▶ [TO DO]: Return every row below unchanged, line for line.

[Object position labeling entries]
————————
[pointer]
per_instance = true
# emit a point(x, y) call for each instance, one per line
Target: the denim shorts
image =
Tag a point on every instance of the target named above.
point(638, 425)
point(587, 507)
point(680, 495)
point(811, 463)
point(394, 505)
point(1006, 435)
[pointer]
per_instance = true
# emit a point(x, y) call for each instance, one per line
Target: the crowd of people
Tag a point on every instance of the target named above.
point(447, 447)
————————
▶ [EXERCISE OUTPUT]:
[pointer]
per_instance = true
# emit a point(x, y) call for each instance, one per line
Target: the denim shorts
image =
Tag a point on every instance of the target named above.
point(638, 425)
point(587, 507)
point(680, 495)
point(811, 463)
point(394, 505)
point(1006, 435)
[pointer]
per_instance = true
# emit a point(x, y) call for each instance, one per line
Target: the crowd of people
Tag a point on every instance of the target named above.
point(447, 447)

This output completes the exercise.